(Activity): Please give back word for word the lines of the material below between the line containing "box: [553, 55, 612, 229]" and the line containing "box: [0, 296, 205, 406]", inclusive.
--
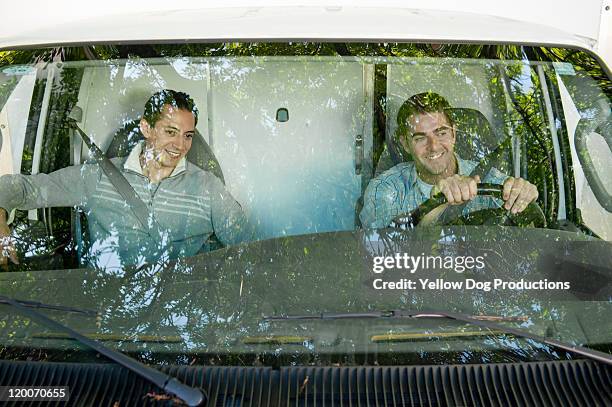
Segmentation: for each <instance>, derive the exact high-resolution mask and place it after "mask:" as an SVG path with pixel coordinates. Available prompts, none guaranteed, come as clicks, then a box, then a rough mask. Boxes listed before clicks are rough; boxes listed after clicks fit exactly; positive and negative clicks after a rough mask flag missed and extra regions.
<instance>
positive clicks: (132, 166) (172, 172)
mask: <svg viewBox="0 0 612 407" xmlns="http://www.w3.org/2000/svg"><path fill="white" fill-rule="evenodd" d="M143 146H144V141H141V142H140V143H138V144H136V147H134V148H133V149H132V151H130V155H128V158H127V160H125V163H124V164H123V168H124V169H125V170H128V171H133V172H135V173H137V174H140V175H142V176H144V173H143V172H142V167H141V166H140V153H142V148H143ZM186 161H187V160H186V159H185V157H183V158H181V160H180V161H179V163H178V164H177V165H176V167H174V170H172V173H171V174H170V176H171V177H173V176H175V175H179V174H180V173H182V172H185V168H186V166H187V164H186Z"/></svg>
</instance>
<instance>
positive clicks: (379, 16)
mask: <svg viewBox="0 0 612 407" xmlns="http://www.w3.org/2000/svg"><path fill="white" fill-rule="evenodd" d="M584 1H585V2H586V3H592V2H593V1H594V0H584ZM153 3H154V2H153ZM371 3H372V2H369V4H368V3H364V2H361V3H359V4H358V5H337V6H320V5H316V6H310V5H307V6H299V5H289V6H276V5H275V6H265V5H264V6H252V7H210V6H207V7H203V8H185V9H180V10H176V9H161V8H155V7H152V8H148V9H149V11H143V10H139V11H133V12H132V11H130V9H124V10H117V9H113V8H110V7H109V9H108V10H107V12H105V13H98V14H95V15H92V14H91V13H86V12H78V10H76V11H77V12H75V10H72V13H71V14H69V15H63V14H58V16H57V18H52V17H51V18H47V19H41V18H39V17H40V16H38V14H31V13H30V14H25V15H21V16H19V18H16V19H15V18H10V14H11V12H13V13H19V9H15V8H14V7H15V6H11V7H9V9H8V10H3V13H4V12H5V11H6V13H8V15H5V21H8V22H9V23H8V24H3V26H4V28H1V27H0V47H1V48H5V49H6V48H13V47H22V46H32V45H59V44H83V43H99V42H102V43H103V42H135V41H166V40H229V39H232V40H234V39H243V40H263V39H282V40H290V39H293V40H300V39H313V40H319V39H325V40H335V39H337V40H349V39H350V40H389V41H392V40H403V41H404V40H405V41H409V40H419V41H428V42H429V41H439V42H447V41H452V42H483V43H484V42H487V43H517V44H538V45H567V46H575V47H580V48H585V49H590V50H594V49H595V46H596V43H597V40H596V38H597V36H596V35H595V32H590V33H585V32H582V33H581V32H579V31H578V30H576V29H574V32H571V31H566V30H564V29H561V28H559V27H558V26H557V27H555V26H553V25H545V24H541V23H537V22H533V21H526V20H519V19H513V18H506V17H502V16H500V15H495V14H486V10H485V13H477V12H472V11H458V10H450V11H449V10H446V11H445V10H439V9H438V10H434V9H426V8H406V7H397V6H386V7H381V6H380V5H378V4H376V6H372V5H371ZM418 3H419V2H411V3H410V4H411V5H412V4H417V5H418ZM536 3H537V2H536ZM548 3H549V5H550V2H548ZM30 6H31V2H28V7H30ZM548 12H549V13H550V16H549V17H550V18H549V19H542V20H541V21H546V22H547V23H548V22H549V21H556V20H557V19H558V16H557V15H555V13H556V12H557V10H556V9H550V10H548ZM514 16H515V17H518V16H517V15H516V13H514ZM7 17H8V18H7ZM15 17H16V16H15ZM531 17H533V16H531ZM15 20H17V21H18V22H16V21H15ZM29 20H32V21H31V22H29ZM530 20H533V18H530ZM11 21H12V23H11ZM574 21H575V24H574V25H572V26H571V27H576V26H579V24H578V23H577V20H576V19H575V20H574ZM577 31H578V32H577ZM583 31H584V30H583ZM585 34H587V35H585ZM593 35H595V37H594V38H593Z"/></svg>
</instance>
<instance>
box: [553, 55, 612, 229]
mask: <svg viewBox="0 0 612 407" xmlns="http://www.w3.org/2000/svg"><path fill="white" fill-rule="evenodd" d="M556 73H557V78H558V79H557V81H558V83H559V91H560V99H561V102H562V104H563V113H564V115H565V118H566V123H567V128H568V133H569V140H570V148H571V155H572V163H573V172H574V181H575V183H576V192H575V199H576V206H577V208H578V209H579V210H580V214H581V217H582V221H583V222H584V224H585V225H586V226H587V227H589V228H590V229H591V230H593V231H594V232H595V233H597V234H598V235H599V236H601V237H602V238H603V239H605V240H612V178H610V176H609V174H610V173H611V172H612V113H611V104H610V99H609V97H608V96H607V95H606V94H605V92H604V91H603V90H602V89H601V88H600V87H599V86H598V84H597V82H596V81H595V80H593V79H592V78H591V77H587V76H586V75H584V74H582V73H581V72H579V71H576V70H575V69H574V67H573V66H572V65H570V64H563V63H560V64H557V65H556Z"/></svg>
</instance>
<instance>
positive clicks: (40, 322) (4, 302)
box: [0, 296, 205, 406]
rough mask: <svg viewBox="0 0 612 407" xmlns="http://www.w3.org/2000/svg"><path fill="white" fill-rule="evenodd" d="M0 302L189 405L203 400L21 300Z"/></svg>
mask: <svg viewBox="0 0 612 407" xmlns="http://www.w3.org/2000/svg"><path fill="white" fill-rule="evenodd" d="M0 303H1V304H5V305H10V306H12V307H13V308H15V309H16V310H17V311H18V312H19V313H20V314H22V315H24V316H27V317H28V318H30V319H32V320H34V321H37V322H39V323H41V324H43V325H46V326H48V327H49V328H52V329H55V330H58V331H61V332H64V333H66V334H67V335H70V336H71V337H73V338H74V339H76V340H77V341H79V342H81V343H82V344H84V345H86V346H88V347H90V348H92V349H93V350H95V351H96V352H98V353H100V354H102V355H104V356H106V357H107V358H109V359H110V360H112V361H113V362H116V363H118V364H120V365H121V366H123V367H125V368H127V369H129V370H131V371H132V372H134V373H136V374H137V375H139V376H140V377H143V378H145V379H146V380H148V381H150V382H151V383H153V384H155V385H156V386H158V387H160V388H161V389H163V390H164V391H166V392H168V393H172V394H174V395H175V396H176V397H178V398H180V399H181V400H183V401H184V402H185V403H186V404H187V405H189V406H198V405H200V404H202V402H204V400H205V395H204V393H203V392H202V390H200V389H197V388H194V387H190V386H187V385H186V384H183V383H181V382H180V381H179V380H178V379H176V378H174V377H172V376H170V375H167V374H165V373H163V372H160V371H159V370H157V369H153V368H152V367H149V366H147V365H145V364H143V363H140V362H139V361H137V360H135V359H133V358H131V357H129V356H127V355H124V354H123V353H121V352H118V351H115V350H112V349H110V348H107V347H106V346H104V345H102V344H101V343H100V342H98V341H94V340H92V339H89V338H87V337H86V336H84V335H81V334H80V333H78V332H77V331H75V330H74V329H72V328H70V327H68V326H65V325H63V324H61V323H59V322H57V321H55V320H53V319H51V318H49V317H47V316H46V315H44V314H42V313H41V312H39V311H35V310H32V309H29V308H28V307H27V306H26V305H23V304H21V302H19V301H17V300H14V299H12V298H9V297H5V296H0Z"/></svg>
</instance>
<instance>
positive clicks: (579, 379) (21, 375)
mask: <svg viewBox="0 0 612 407" xmlns="http://www.w3.org/2000/svg"><path fill="white" fill-rule="evenodd" d="M161 369H162V370H164V371H166V372H167V373H169V374H171V375H173V376H175V377H177V378H179V379H180V380H181V381H183V382H184V383H186V384H189V385H191V386H197V387H200V388H202V389H204V390H205V391H206V393H207V396H208V403H207V405H208V406H223V407H242V406H313V407H314V406H509V405H525V406H531V405H534V406H562V405H563V406H565V405H568V406H569V405H571V406H610V405H612V397H611V395H612V374H611V373H612V368H611V367H610V366H607V365H602V364H598V363H596V362H592V361H588V360H573V361H555V362H532V363H498V364H488V365H440V366H392V367H283V368H280V369H273V368H267V367H201V366H172V367H162V368H161ZM0 384H1V385H3V386H10V385H21V386H26V385H27V386H60V385H61V386H69V387H70V395H71V397H70V401H69V402H68V403H67V404H68V405H77V406H93V405H95V406H113V405H118V406H136V405H149V406H150V405H172V400H171V399H169V398H167V397H166V398H164V397H156V396H161V395H162V394H161V391H160V389H158V388H157V387H155V386H153V385H151V384H149V383H148V382H146V381H144V380H142V379H141V378H140V377H138V376H136V375H134V374H133V373H131V372H129V371H127V370H126V369H124V368H122V367H120V366H116V365H112V364H77V363H47V362H8V361H4V362H0ZM147 394H148V395H147ZM51 404H53V405H59V404H58V403H50V405H51ZM62 404H63V403H62ZM15 405H19V406H25V405H28V404H27V403H24V402H19V403H16V404H15ZM30 405H38V404H36V403H32V404H30Z"/></svg>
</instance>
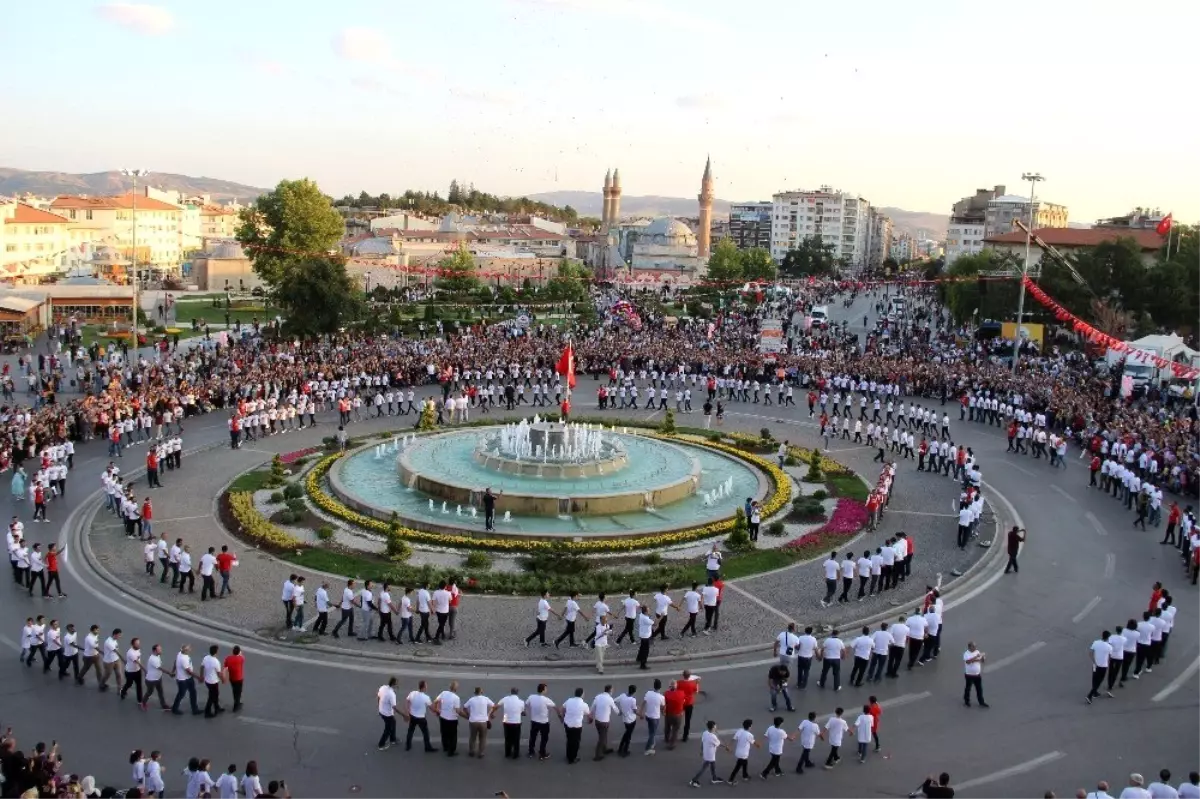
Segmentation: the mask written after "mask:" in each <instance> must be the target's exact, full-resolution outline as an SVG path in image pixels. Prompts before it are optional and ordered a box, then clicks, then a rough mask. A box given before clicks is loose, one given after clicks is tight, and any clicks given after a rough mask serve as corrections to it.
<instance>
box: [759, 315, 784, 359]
mask: <svg viewBox="0 0 1200 799" xmlns="http://www.w3.org/2000/svg"><path fill="white" fill-rule="evenodd" d="M758 330H760V332H758V352H760V353H781V352H784V320H782V319H763V320H762V326H761V328H760V329H758Z"/></svg>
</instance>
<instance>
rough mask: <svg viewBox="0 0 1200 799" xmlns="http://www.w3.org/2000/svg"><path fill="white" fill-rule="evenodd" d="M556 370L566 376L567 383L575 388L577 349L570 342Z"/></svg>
mask: <svg viewBox="0 0 1200 799" xmlns="http://www.w3.org/2000/svg"><path fill="white" fill-rule="evenodd" d="M554 371H556V372H558V373H559V374H563V376H565V377H566V385H568V386H569V388H571V389H574V388H575V349H572V348H571V346H570V344H568V346H566V349H564V350H563V356H562V358H559V359H558V366H556V367H554Z"/></svg>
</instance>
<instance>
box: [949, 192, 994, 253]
mask: <svg viewBox="0 0 1200 799" xmlns="http://www.w3.org/2000/svg"><path fill="white" fill-rule="evenodd" d="M997 197H1004V187H1003V186H995V187H992V188H977V190H976V193H974V196H973V197H964V198H962V199H960V200H959V202H958V203H955V204H954V206H953V208H952V209H950V223H949V226H947V230H946V263H947V265H949V264H953V263H954V262H955V260H958V259H959V258H961V257H962V256H971V254H974V253H978V252H980V251H982V250H983V239H984V234H985V232H986V217H988V204H989V203H991V202H992V200H994V199H996V198H997Z"/></svg>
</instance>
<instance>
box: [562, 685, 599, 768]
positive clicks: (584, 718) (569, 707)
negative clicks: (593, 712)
mask: <svg viewBox="0 0 1200 799" xmlns="http://www.w3.org/2000/svg"><path fill="white" fill-rule="evenodd" d="M559 716H562V719H563V726H564V727H565V728H566V762H568V763H577V762H578V759H580V743H581V741H582V740H583V723H584V722H586V721H589V720H590V717H592V709H590V707H588V703H587V701H586V699H584V698H583V689H575V696H572V697H571V698H569V699H568V701H566V702H564V703H563V707H562V708H560V709H559Z"/></svg>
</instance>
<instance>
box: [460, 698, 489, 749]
mask: <svg viewBox="0 0 1200 799" xmlns="http://www.w3.org/2000/svg"><path fill="white" fill-rule="evenodd" d="M463 711H464V714H466V716H467V729H468V733H467V756H468V757H479V758H482V757H484V752H485V751H486V749H487V728H488V726H491V723H492V716H494V715H496V703H494V702H492V701H491V699H490V698H488V697H487V696H485V695H484V689H482V687H480V686H475V693H474V696H472V697H470V698H469V699H467V702H466V703H464V704H463Z"/></svg>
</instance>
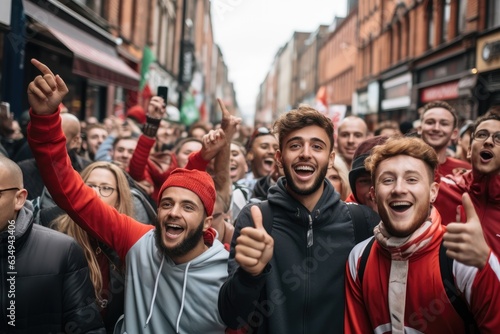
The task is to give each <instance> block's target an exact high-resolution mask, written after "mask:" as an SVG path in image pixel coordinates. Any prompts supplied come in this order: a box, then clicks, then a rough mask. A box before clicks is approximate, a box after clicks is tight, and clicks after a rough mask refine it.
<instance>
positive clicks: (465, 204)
mask: <svg viewBox="0 0 500 334" xmlns="http://www.w3.org/2000/svg"><path fill="white" fill-rule="evenodd" d="M462 203H463V208H464V210H465V214H466V216H467V221H466V222H465V223H460V222H457V223H450V224H448V225H447V226H446V233H445V234H444V236H443V240H444V243H443V245H444V246H445V247H446V248H447V249H448V250H447V251H446V255H448V256H449V257H451V258H452V259H455V260H457V261H459V262H462V263H463V264H465V265H468V266H474V267H477V268H479V269H482V268H483V267H484V266H485V265H486V263H487V261H488V257H489V255H490V247H489V246H488V244H487V243H486V240H485V239H484V235H483V229H482V227H481V222H480V221H479V217H478V216H477V213H476V210H475V209H474V205H473V204H472V201H471V199H470V196H469V194H468V193H464V194H463V195H462ZM458 217H460V216H458ZM457 220H458V221H459V220H460V218H457Z"/></svg>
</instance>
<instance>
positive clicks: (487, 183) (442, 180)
mask: <svg viewBox="0 0 500 334" xmlns="http://www.w3.org/2000/svg"><path fill="white" fill-rule="evenodd" d="M465 192H467V193H469V195H470V198H471V200H472V203H473V204H474V208H475V209H476V213H477V215H478V217H479V219H480V221H481V226H482V227H483V233H484V236H485V239H486V242H487V243H488V245H489V246H490V247H491V248H492V249H493V251H494V252H495V253H497V254H500V175H497V174H495V175H484V174H480V173H477V172H474V171H469V172H467V173H465V174H463V175H459V176H456V177H450V176H449V177H446V178H442V179H441V182H440V184H439V192H438V196H437V198H436V201H435V203H434V206H435V207H436V208H437V209H438V211H439V213H440V214H441V217H442V218H443V220H442V222H443V224H444V225H448V224H449V223H451V222H455V221H456V220H457V219H456V218H457V217H456V216H457V206H458V205H462V194H463V193H465ZM461 221H465V217H461Z"/></svg>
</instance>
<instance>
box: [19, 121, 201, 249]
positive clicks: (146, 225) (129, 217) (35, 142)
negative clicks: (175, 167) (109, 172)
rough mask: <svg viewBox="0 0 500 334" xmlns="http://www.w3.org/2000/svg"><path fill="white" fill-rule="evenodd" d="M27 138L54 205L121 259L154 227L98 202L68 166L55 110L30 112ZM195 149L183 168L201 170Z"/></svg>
mask: <svg viewBox="0 0 500 334" xmlns="http://www.w3.org/2000/svg"><path fill="white" fill-rule="evenodd" d="M30 116H31V120H32V121H31V123H30V124H29V128H28V132H29V136H28V141H29V144H30V147H31V149H32V151H33V155H34V157H35V158H36V159H37V161H38V162H42V163H39V164H38V166H39V169H40V174H41V175H42V176H43V180H44V183H45V184H46V185H47V188H48V189H49V191H50V193H51V194H52V196H53V197H54V199H55V201H56V203H57V205H58V206H59V207H60V208H61V209H63V210H64V211H66V212H67V213H68V215H69V216H70V217H71V219H73V220H74V221H75V222H77V223H78V225H80V226H81V227H82V228H83V229H85V230H86V231H87V232H88V233H90V234H91V235H92V236H93V237H94V238H96V239H98V240H101V241H102V242H104V243H105V244H107V245H109V246H110V247H111V248H112V249H114V250H115V251H116V252H117V254H118V255H119V256H120V258H121V259H125V256H126V255H127V252H128V251H129V249H130V248H131V247H132V246H133V245H134V244H135V243H136V242H137V241H138V240H139V239H140V238H141V237H142V236H143V235H144V234H146V233H147V232H148V231H150V230H151V229H153V228H154V226H151V225H146V224H142V223H139V222H137V221H135V220H134V219H133V218H131V217H129V216H127V215H125V214H122V213H119V212H118V211H117V210H116V209H114V208H111V207H110V206H109V205H107V204H106V203H104V202H103V201H101V199H100V198H99V197H98V196H97V194H96V193H95V191H94V190H93V189H91V188H90V187H87V186H86V185H85V183H84V182H83V180H82V178H81V177H80V175H79V174H78V173H77V172H76V171H75V170H74V169H73V167H71V161H70V160H69V157H68V153H67V152H66V138H65V137H64V134H63V132H62V130H61V117H60V116H59V112H57V113H54V114H51V115H45V116H40V115H36V114H33V113H30ZM200 160H201V161H203V159H201V155H200V154H199V152H194V153H192V155H191V156H190V157H189V162H188V165H187V166H186V168H188V169H193V168H195V167H199V168H196V169H200V170H203V169H202V167H200V166H195V165H196V163H195V162H199V161H200Z"/></svg>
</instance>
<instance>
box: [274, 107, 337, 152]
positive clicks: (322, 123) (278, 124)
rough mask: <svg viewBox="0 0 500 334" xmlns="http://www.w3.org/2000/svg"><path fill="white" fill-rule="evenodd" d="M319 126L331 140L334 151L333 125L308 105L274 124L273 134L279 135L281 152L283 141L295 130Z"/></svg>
--
(Answer below):
box: [553, 55, 612, 229]
mask: <svg viewBox="0 0 612 407" xmlns="http://www.w3.org/2000/svg"><path fill="white" fill-rule="evenodd" d="M556 73H557V78H558V79H557V81H558V83H559V91H560V99H561V102H562V104H563V113H564V115H565V118H566V123H567V128H568V133H569V140H570V148H571V155H572V163H573V172H574V181H575V183H576V192H575V199H576V206H577V208H578V209H579V210H580V214H581V217H582V221H583V222H584V224H585V225H586V226H587V227H589V228H590V229H591V230H593V231H594V232H595V233H597V234H598V235H599V236H601V237H602V238H603V239H605V240H612V178H610V176H609V174H610V173H611V172H612V113H611V104H610V99H609V97H608V96H607V95H606V94H605V92H604V91H603V90H602V89H601V88H600V87H599V86H598V84H597V82H596V81H595V80H593V79H592V78H591V77H587V76H586V75H584V74H582V73H581V72H579V71H576V70H575V69H574V67H573V66H572V65H570V64H563V63H560V64H557V65H556Z"/></svg>
</instance>
<instance>
positive clicks: (40, 322) (4, 302)
box: [0, 296, 205, 406]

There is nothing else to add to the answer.